◆ **What to produce**: Rewrite the listing below, swapping every "purple" for "violet" and keeping everything else the same. Omit the pictures from your version.

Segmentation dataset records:
"""

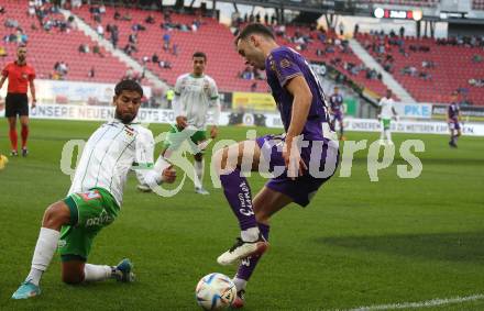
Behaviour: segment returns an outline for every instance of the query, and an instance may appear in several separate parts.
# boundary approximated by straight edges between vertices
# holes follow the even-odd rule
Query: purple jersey
[[[284,129],[289,129],[293,113],[293,96],[285,89],[294,77],[302,76],[312,93],[312,102],[301,134],[306,140],[322,140],[322,122],[328,122],[324,93],[318,78],[306,59],[296,51],[280,46],[271,52],[265,60],[267,84],[280,112]]]
[[[449,115],[449,119],[458,122],[459,121],[459,111],[460,111],[459,104],[453,102],[449,105],[447,114]]]
[[[329,98],[329,102],[331,104],[331,110],[333,111],[333,113],[342,112],[342,109],[343,109],[343,97],[341,95],[333,93]]]

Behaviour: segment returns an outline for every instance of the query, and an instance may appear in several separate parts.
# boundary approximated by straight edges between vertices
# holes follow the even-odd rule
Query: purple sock
[[[235,169],[228,175],[221,175],[220,181],[223,193],[226,193],[226,198],[239,220],[240,229],[244,231],[256,227],[257,222],[252,210],[251,187],[245,177],[241,176],[239,169]]]
[[[264,238],[268,241],[270,226],[263,223],[257,223],[257,225],[262,236],[264,236]],[[235,277],[240,279],[249,280],[260,259],[261,256],[254,256],[242,259],[242,262],[239,265],[239,270],[237,271]]]

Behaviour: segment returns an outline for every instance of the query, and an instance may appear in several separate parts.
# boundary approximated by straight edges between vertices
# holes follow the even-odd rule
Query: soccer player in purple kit
[[[344,126],[343,126],[343,97],[339,92],[339,88],[334,87],[334,93],[329,97],[331,125],[336,129],[337,121],[340,124],[340,141],[344,141]]]
[[[241,227],[241,236],[217,262],[240,264],[233,279],[238,297],[232,308],[241,308],[246,282],[268,247],[270,218],[292,202],[309,204],[334,175],[339,146],[322,88],[300,54],[277,45],[272,31],[258,23],[245,26],[235,44],[248,64],[266,70],[286,132],[233,144],[216,152],[212,158],[212,165],[220,165],[216,170]],[[262,167],[274,177],[252,200],[242,173]]]
[[[449,123],[450,130],[450,142],[449,146],[457,148],[458,147],[458,138],[462,134],[461,132],[461,109],[458,103],[458,95],[455,92],[452,93],[452,103],[449,105],[447,111],[447,122]]]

"""

◆ **Reply to the exercise**:
Behaviour: segment returns an outline for every instance of the query, and an instance may appear in several separate parts.
# boundary approximated by straight edges between vertices
# holes follow the even-odd rule
Query: violet jersey
[[[284,129],[289,129],[293,113],[293,96],[285,89],[294,77],[302,76],[312,93],[312,102],[301,134],[306,140],[322,140],[322,122],[328,122],[324,93],[318,78],[306,59],[296,51],[280,46],[271,52],[265,60],[267,84],[280,112]]]
[[[449,115],[449,119],[458,122],[459,121],[459,111],[460,111],[459,104],[453,102],[449,105],[447,114]]]
[[[329,98],[329,102],[331,104],[331,110],[333,111],[333,113],[342,112],[342,109],[343,109],[343,97],[341,95],[333,93]]]

Behaviour: segment returns an outline for every instance of the query, and an instance may appear in several separate parts.
# boundary approximated by straight edges between vertices
# holes follow the even-odd rule
Query: violet sock
[[[235,169],[228,175],[221,175],[220,181],[223,193],[226,193],[226,198],[239,220],[240,229],[244,231],[256,227],[257,222],[252,210],[251,187],[245,177],[241,176],[239,169]]]
[[[264,238],[268,241],[270,226],[263,223],[257,223],[257,225],[262,236],[264,236]],[[235,277],[240,279],[249,280],[260,259],[261,256],[254,256],[242,259],[242,262],[239,265],[239,270],[237,271]]]

Behaviour: segment returns an outline for every instance of the query, and an instance may appear in several separate parts.
# boundary approximated by straight edges between vertices
# holes follow the even-odd rule
Query: soccer player in violet kit
[[[344,126],[343,126],[343,97],[339,92],[339,88],[334,87],[334,93],[329,97],[331,125],[336,129],[337,121],[340,124],[340,141],[344,141]]]
[[[241,227],[241,236],[217,262],[240,264],[233,279],[238,297],[232,308],[241,308],[246,282],[268,247],[270,218],[292,202],[309,204],[334,175],[339,146],[322,88],[300,54],[277,45],[272,31],[258,23],[245,26],[235,44],[248,64],[266,70],[286,132],[233,144],[216,152],[212,158],[212,165],[220,165],[216,170]],[[262,167],[274,177],[252,200],[242,173]]]
[[[449,123],[450,130],[450,142],[449,146],[457,148],[458,147],[458,138],[462,134],[461,132],[461,109],[458,103],[458,95],[455,92],[452,93],[452,103],[449,105],[447,111],[447,122]]]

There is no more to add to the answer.